[Stored records]
--- START ---
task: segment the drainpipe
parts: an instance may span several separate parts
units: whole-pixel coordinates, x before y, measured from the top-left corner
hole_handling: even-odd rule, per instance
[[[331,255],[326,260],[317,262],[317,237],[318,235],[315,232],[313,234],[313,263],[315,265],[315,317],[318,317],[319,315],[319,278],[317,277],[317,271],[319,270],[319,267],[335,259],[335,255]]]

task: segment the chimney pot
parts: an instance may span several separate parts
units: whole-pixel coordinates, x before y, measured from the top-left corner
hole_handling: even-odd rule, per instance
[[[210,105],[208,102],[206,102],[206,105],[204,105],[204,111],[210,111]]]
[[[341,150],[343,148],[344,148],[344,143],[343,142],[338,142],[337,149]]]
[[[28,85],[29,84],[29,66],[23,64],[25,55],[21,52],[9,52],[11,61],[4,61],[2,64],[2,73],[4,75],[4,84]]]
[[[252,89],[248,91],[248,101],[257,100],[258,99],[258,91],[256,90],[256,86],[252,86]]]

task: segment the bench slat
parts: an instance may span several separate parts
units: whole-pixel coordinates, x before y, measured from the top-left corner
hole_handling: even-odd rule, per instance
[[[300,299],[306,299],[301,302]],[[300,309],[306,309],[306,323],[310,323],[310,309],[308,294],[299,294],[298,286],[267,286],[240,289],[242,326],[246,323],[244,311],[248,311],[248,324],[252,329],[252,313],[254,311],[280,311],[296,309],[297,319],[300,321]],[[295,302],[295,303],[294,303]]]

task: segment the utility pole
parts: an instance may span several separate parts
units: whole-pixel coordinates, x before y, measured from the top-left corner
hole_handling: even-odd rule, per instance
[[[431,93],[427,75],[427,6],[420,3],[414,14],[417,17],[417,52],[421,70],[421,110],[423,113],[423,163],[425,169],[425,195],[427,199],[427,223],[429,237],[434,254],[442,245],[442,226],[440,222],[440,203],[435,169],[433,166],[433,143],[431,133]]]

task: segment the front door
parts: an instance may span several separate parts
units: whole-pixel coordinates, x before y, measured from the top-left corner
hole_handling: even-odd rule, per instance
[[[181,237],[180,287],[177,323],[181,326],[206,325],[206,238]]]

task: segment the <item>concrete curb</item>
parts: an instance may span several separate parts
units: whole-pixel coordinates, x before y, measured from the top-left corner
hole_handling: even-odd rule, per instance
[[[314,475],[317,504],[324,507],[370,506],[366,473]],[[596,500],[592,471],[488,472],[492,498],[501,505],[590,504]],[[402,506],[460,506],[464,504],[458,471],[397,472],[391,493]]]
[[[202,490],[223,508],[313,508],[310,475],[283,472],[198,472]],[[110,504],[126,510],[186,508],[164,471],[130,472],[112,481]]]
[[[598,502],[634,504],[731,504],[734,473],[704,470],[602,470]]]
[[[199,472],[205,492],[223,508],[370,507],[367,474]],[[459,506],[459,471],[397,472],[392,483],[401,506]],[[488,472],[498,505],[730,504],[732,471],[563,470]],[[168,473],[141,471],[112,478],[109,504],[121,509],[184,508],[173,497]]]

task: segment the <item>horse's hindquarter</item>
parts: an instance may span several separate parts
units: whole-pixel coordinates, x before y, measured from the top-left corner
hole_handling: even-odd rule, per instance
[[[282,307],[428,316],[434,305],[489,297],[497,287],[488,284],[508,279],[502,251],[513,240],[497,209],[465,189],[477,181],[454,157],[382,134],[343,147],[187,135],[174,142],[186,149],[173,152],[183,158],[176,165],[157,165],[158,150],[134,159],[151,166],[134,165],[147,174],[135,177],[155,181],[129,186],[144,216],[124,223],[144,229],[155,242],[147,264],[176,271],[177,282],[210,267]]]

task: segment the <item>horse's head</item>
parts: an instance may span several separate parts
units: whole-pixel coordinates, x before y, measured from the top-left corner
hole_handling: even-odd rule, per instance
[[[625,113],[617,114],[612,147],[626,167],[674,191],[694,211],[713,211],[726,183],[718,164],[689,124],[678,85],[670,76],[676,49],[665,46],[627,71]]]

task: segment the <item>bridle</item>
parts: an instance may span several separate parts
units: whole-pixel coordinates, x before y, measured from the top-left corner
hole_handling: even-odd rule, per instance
--- END ---
--- START ---
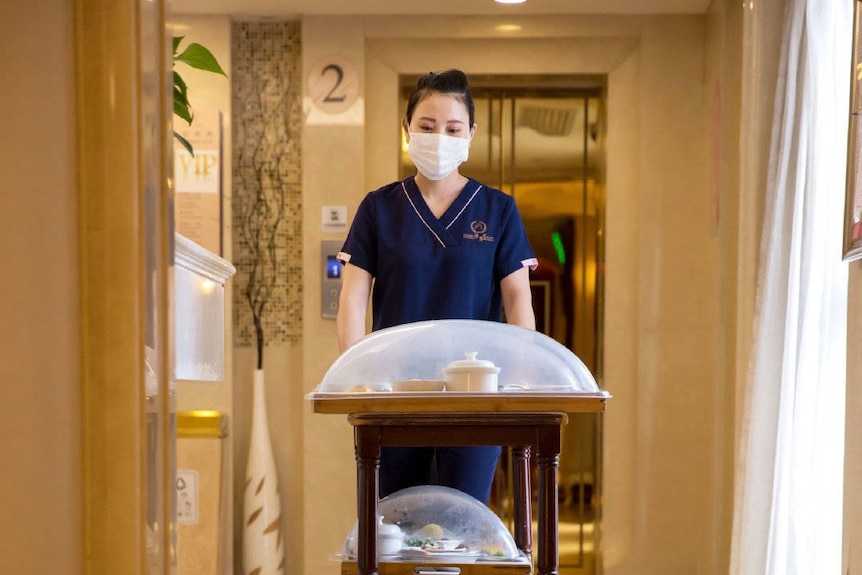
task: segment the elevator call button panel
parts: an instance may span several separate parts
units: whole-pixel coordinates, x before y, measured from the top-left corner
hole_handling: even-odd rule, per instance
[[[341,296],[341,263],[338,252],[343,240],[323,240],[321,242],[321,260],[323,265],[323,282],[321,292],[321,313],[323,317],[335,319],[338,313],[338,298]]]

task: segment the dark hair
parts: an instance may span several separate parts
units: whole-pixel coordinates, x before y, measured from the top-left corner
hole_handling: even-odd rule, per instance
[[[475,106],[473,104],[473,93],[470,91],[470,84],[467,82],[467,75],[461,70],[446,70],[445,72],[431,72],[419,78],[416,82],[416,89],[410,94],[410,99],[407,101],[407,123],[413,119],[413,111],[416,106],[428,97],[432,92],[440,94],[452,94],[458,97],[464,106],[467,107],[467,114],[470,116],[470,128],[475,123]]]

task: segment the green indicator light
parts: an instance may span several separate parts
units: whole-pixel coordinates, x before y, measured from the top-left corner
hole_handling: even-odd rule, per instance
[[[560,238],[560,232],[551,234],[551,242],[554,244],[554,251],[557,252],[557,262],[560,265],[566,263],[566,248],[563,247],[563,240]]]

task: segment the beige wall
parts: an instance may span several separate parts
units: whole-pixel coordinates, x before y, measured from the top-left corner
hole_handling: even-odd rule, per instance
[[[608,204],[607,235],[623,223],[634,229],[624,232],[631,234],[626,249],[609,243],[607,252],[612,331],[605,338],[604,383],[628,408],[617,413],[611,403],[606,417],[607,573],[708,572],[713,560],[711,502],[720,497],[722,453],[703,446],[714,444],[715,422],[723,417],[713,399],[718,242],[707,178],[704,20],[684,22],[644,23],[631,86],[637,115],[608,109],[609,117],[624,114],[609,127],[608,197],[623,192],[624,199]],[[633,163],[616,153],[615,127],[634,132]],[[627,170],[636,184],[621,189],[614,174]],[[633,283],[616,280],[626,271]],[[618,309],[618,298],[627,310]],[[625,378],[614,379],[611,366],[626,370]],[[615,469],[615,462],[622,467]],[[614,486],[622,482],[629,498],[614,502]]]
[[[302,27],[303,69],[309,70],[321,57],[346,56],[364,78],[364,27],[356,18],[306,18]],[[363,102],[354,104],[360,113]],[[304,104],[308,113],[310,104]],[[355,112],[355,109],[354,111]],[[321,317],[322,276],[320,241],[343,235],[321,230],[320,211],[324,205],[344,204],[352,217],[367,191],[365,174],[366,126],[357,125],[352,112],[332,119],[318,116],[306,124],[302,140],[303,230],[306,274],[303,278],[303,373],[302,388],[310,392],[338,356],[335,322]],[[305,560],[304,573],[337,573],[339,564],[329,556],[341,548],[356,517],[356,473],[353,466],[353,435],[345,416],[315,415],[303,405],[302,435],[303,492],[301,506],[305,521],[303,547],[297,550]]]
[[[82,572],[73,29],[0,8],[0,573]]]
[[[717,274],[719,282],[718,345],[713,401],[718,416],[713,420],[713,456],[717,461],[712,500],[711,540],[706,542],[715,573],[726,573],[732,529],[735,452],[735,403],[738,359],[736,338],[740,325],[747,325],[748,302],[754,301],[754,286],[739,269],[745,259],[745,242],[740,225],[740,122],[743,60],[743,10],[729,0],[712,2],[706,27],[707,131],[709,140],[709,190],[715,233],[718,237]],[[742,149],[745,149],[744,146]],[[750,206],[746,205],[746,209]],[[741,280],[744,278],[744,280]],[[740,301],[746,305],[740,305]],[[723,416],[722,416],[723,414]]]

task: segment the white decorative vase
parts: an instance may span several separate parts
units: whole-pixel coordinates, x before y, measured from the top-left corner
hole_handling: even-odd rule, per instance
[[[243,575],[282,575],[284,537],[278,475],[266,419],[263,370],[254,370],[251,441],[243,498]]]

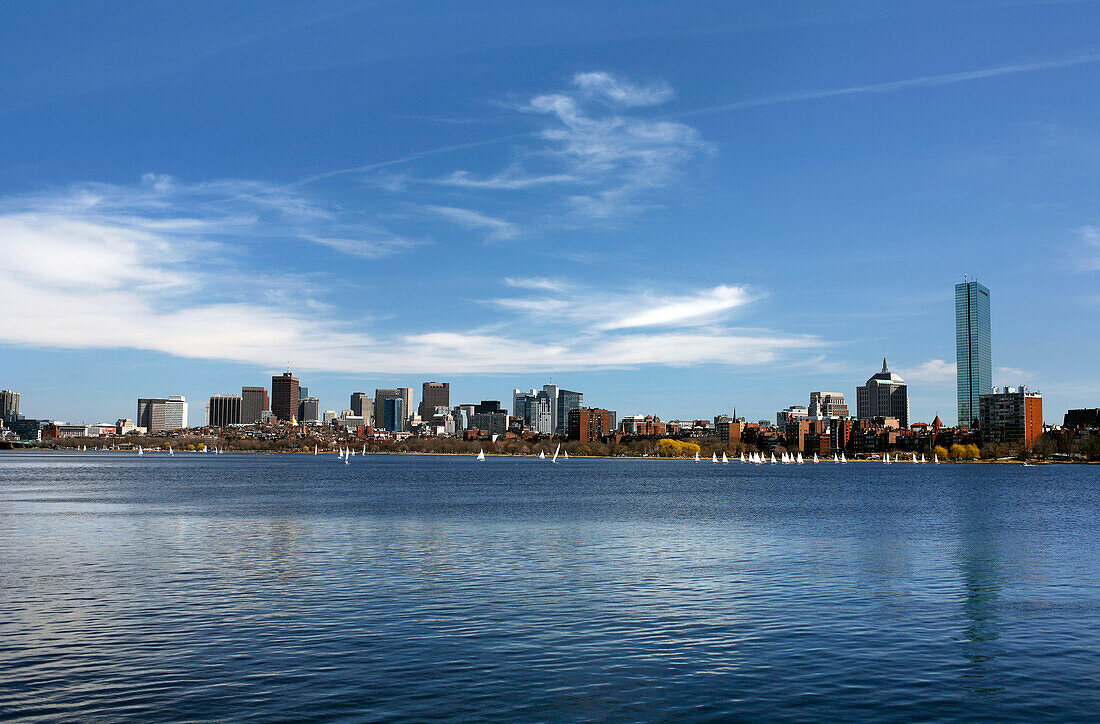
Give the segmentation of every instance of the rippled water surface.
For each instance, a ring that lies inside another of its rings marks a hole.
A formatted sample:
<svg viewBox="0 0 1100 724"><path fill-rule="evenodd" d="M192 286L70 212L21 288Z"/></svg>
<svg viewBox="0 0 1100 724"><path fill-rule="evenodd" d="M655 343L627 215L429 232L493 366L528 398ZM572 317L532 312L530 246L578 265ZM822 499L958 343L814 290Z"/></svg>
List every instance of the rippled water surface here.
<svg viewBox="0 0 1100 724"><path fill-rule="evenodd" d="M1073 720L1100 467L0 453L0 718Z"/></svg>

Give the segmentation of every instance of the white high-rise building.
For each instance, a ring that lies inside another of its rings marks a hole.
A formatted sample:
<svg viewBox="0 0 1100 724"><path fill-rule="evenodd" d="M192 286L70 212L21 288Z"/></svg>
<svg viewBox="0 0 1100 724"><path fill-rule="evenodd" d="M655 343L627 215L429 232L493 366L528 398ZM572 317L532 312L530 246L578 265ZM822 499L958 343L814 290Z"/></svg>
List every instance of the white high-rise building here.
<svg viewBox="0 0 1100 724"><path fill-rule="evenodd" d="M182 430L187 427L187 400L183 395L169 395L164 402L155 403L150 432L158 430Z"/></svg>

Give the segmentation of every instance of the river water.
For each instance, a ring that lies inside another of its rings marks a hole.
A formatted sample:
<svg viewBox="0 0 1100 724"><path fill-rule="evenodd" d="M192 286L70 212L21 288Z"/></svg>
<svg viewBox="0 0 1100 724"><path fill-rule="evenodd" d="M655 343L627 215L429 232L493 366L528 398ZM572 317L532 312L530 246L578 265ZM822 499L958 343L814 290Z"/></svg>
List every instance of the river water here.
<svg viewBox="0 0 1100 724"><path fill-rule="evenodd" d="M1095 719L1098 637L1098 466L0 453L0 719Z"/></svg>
--- END ---
▶ _WHAT NEEDS TO BE DONE_
Where in the records does the string "item" appear? Copy every line that has it.

▶ _YOUR SOLUTION_
task: segment the <item>concrete curb</item>
task: segment the <item>horse's hindquarter</item>
task: segment the <item>horse's head</item>
task: segment the <item>bridle</item>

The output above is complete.